What to work on
Please set down the entries below once more, exactly.
+-------+
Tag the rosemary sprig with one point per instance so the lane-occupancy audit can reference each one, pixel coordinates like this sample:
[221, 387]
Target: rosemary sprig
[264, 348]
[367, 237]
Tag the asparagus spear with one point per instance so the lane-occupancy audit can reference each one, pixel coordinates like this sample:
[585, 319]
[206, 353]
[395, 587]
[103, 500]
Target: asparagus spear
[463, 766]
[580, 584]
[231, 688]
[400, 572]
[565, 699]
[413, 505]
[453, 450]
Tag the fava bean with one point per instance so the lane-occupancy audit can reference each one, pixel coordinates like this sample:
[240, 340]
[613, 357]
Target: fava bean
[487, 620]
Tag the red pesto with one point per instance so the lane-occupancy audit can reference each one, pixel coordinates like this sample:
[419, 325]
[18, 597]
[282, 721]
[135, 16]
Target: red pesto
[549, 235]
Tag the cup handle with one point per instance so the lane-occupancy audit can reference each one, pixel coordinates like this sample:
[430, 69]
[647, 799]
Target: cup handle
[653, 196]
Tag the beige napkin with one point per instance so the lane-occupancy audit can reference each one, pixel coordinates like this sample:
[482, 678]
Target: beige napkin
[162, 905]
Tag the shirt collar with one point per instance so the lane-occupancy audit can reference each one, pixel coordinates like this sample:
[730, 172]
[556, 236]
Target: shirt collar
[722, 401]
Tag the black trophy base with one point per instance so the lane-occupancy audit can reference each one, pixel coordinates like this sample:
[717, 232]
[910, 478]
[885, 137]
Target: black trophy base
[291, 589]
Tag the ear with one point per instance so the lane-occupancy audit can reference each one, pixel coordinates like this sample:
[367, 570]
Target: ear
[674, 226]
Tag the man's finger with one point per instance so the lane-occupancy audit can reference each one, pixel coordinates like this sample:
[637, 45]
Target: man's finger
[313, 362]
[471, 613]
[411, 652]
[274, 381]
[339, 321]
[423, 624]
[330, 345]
+-------+
Exercise result
Tag the rosemary sprig with one point per instance so the lane-occupancy audit can reference each one, pixel coordinates like this sample:
[221, 387]
Target: rosemary sprig
[264, 348]
[367, 237]
Tag the asparagus spear with one point per instance so the lane-occupancy audit can reference each one, pixel coordinates like this sample:
[585, 319]
[206, 353]
[395, 587]
[103, 500]
Target: asparagus spear
[463, 766]
[580, 584]
[231, 688]
[400, 572]
[565, 699]
[413, 505]
[453, 450]
Tag the fava bean with one point per instance so the lane-occupancy audit can reference each one, pixel coordinates like this sample:
[240, 340]
[613, 357]
Target: fava bean
[487, 620]
Tag the red pesto with one point per instance so the lane-occupancy audit can reference each one, pixel coordinates like this sample:
[419, 325]
[18, 597]
[282, 721]
[135, 16]
Target: red pesto
[549, 235]
Tag the cup handle with one point per instance so the lane-occupancy audit can reference each one, pixel coordinates like this sample:
[430, 69]
[647, 799]
Target: cup handle
[653, 196]
Tag the beige napkin with one point per instance so the lane-occupancy audit can reference each one, pixel coordinates like this sample:
[482, 678]
Target: beige napkin
[162, 905]
Tag the shirt collar with one point per instance so the lane-occupancy audit can reference each one, pixel coordinates like this sample:
[730, 172]
[556, 236]
Target: shirt collar
[722, 401]
Tag the black trophy base with one point per instance so the lane-occupancy audit can reference each one, pixel coordinates like this sample:
[717, 232]
[910, 478]
[885, 137]
Target: black trophy base
[291, 589]
Tag the ear with one point per instance so the lane-occupancy audit can reference each one, pixel coordinates like this sample:
[367, 570]
Target: ear
[674, 226]
Tag the man's finger with one point per instance so the lane-occupancy audit can reference each one, pixel coordinates like this sample:
[637, 45]
Target: man's finger
[313, 362]
[471, 613]
[411, 652]
[274, 381]
[339, 321]
[423, 624]
[330, 345]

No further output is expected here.